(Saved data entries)

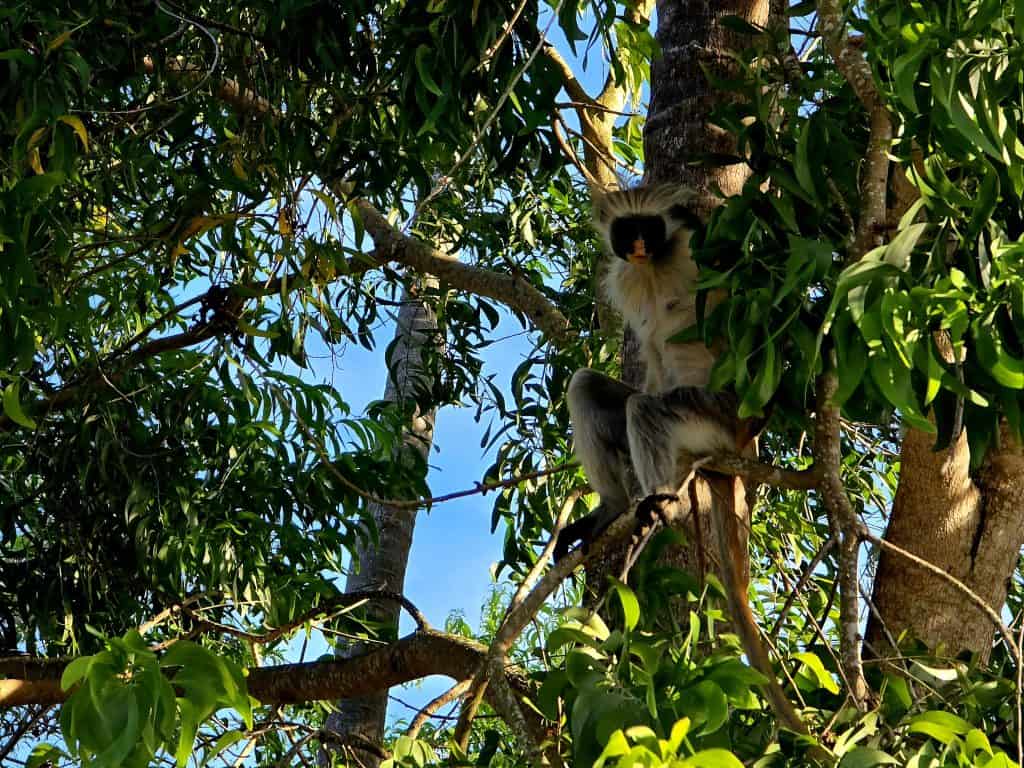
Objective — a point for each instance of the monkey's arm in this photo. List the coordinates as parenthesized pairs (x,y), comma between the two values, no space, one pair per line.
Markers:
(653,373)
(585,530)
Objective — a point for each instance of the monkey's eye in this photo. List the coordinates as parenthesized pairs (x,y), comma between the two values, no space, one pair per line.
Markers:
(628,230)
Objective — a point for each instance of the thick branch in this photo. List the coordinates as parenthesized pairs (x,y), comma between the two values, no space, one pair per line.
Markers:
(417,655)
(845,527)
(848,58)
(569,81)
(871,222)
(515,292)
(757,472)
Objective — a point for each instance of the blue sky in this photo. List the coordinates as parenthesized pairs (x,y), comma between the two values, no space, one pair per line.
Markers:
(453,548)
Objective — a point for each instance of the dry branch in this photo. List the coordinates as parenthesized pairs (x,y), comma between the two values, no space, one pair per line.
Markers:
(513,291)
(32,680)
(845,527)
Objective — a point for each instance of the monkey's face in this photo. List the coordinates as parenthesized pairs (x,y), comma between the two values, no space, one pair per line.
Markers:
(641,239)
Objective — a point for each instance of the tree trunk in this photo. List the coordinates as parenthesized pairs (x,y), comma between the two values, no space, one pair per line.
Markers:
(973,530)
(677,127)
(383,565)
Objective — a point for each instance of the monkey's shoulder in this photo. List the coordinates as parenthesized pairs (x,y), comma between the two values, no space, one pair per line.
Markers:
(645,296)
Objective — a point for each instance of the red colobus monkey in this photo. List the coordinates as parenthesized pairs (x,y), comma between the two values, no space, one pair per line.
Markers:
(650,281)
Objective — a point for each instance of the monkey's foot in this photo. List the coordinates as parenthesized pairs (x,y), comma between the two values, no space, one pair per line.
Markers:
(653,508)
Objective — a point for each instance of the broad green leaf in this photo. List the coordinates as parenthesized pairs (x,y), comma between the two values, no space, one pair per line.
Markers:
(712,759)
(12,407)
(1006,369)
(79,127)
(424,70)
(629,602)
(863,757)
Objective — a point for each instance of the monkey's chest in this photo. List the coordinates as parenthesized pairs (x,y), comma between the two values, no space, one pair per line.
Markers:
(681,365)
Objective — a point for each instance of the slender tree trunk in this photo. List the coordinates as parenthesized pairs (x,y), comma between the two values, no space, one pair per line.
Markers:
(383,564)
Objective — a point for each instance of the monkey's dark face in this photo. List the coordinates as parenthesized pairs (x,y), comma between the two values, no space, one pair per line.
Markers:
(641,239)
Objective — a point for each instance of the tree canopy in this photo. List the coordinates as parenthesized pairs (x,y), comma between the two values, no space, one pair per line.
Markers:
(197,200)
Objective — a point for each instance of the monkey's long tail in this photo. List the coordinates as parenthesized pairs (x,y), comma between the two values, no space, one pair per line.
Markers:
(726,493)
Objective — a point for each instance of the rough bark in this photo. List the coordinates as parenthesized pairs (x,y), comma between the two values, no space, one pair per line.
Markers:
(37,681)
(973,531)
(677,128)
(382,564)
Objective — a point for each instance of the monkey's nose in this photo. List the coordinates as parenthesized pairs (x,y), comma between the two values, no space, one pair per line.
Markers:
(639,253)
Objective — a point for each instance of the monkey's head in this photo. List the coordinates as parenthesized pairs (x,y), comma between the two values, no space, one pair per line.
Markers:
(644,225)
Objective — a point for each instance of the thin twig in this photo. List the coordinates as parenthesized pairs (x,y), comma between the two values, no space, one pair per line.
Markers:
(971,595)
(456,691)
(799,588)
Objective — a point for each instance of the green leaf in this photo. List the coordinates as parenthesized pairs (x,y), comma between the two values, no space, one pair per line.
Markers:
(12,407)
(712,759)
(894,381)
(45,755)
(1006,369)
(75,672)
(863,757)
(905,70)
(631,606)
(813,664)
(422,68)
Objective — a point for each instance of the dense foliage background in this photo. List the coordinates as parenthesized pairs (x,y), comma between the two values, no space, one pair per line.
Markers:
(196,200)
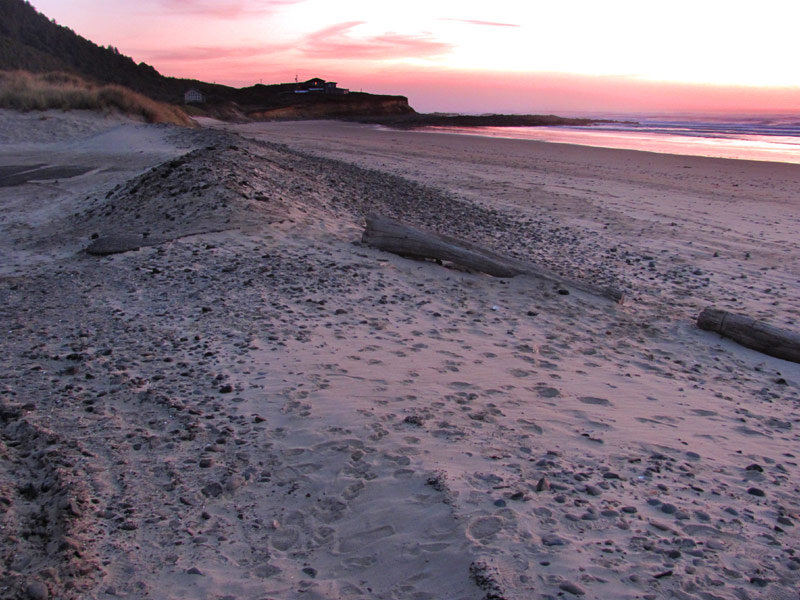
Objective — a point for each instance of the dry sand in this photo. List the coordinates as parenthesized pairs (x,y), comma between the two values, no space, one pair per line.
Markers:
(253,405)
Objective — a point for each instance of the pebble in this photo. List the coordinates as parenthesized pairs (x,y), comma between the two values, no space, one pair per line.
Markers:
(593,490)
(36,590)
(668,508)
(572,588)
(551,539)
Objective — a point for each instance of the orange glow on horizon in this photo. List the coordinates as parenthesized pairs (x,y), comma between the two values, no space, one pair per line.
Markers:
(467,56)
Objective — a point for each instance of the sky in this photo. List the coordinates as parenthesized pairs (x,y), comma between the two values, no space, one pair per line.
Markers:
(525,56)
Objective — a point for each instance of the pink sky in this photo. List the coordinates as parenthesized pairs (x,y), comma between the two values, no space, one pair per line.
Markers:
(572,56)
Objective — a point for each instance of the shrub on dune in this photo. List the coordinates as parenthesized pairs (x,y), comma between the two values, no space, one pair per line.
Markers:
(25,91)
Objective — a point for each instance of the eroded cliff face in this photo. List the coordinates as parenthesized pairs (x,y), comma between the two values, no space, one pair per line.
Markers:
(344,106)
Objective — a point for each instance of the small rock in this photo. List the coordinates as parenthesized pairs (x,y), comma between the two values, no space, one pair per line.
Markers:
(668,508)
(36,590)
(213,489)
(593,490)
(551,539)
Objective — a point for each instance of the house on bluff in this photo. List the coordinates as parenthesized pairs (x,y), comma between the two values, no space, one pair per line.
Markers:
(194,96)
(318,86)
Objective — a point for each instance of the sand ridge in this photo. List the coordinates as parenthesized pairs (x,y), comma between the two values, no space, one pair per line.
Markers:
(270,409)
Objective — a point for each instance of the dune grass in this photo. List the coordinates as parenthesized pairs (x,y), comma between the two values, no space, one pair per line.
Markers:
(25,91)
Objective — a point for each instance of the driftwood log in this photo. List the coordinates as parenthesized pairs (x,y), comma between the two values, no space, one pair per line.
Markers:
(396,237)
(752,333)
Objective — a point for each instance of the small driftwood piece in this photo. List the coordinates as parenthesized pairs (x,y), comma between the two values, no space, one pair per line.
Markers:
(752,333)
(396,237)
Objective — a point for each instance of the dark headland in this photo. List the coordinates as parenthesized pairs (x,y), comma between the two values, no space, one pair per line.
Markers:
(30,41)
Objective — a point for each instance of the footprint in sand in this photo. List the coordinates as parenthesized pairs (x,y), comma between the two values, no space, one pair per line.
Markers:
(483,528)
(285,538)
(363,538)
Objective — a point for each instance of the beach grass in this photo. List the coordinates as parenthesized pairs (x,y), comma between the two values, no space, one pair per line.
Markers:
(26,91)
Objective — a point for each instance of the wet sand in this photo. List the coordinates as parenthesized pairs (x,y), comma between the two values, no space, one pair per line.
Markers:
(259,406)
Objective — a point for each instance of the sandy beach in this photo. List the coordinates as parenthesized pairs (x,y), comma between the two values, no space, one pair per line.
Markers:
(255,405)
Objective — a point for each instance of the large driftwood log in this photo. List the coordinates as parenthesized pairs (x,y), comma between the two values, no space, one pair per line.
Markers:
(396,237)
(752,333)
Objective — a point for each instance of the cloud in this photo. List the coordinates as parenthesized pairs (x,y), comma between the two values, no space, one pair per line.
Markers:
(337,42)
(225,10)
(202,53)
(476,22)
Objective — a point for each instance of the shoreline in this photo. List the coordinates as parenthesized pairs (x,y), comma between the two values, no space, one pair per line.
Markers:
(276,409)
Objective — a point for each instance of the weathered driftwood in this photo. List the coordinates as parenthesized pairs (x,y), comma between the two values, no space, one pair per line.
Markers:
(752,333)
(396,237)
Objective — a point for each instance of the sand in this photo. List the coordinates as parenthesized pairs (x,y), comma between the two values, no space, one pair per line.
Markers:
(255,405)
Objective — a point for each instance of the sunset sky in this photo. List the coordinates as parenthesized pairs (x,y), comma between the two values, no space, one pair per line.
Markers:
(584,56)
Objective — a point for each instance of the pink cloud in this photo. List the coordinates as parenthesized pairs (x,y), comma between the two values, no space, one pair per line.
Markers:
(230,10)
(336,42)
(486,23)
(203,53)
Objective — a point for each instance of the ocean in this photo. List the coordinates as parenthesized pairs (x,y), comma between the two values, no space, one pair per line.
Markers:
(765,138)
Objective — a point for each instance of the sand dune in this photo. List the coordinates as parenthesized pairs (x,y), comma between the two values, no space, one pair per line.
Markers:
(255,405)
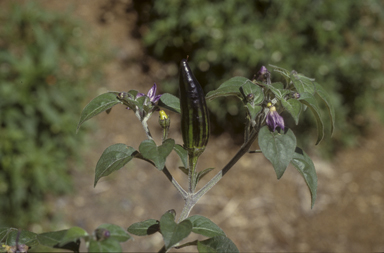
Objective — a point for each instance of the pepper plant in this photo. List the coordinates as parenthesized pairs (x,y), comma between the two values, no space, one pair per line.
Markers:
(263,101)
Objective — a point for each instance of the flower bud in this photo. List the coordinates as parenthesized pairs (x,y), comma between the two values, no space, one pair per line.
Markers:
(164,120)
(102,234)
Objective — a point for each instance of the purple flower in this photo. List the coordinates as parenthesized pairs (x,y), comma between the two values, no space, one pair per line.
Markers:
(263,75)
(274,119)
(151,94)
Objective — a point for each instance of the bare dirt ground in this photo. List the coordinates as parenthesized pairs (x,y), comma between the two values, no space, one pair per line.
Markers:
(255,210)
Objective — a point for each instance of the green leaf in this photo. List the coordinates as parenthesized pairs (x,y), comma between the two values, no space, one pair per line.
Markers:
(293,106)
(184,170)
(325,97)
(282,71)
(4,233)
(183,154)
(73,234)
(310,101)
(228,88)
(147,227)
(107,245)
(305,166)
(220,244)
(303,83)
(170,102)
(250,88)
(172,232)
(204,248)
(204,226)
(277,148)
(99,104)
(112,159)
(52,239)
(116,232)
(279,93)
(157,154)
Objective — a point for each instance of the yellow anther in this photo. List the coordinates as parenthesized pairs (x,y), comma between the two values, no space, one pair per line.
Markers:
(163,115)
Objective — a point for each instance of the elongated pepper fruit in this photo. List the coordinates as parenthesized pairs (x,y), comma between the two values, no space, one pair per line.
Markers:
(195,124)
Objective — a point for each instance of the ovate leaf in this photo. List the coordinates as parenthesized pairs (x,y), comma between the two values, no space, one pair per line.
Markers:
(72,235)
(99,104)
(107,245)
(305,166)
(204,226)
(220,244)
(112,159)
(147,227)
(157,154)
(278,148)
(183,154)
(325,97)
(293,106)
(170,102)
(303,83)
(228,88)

TRY IT: Answer with a single number: the count of lines in the records that contain "pink".

RESULT FOR THIS TASK: 2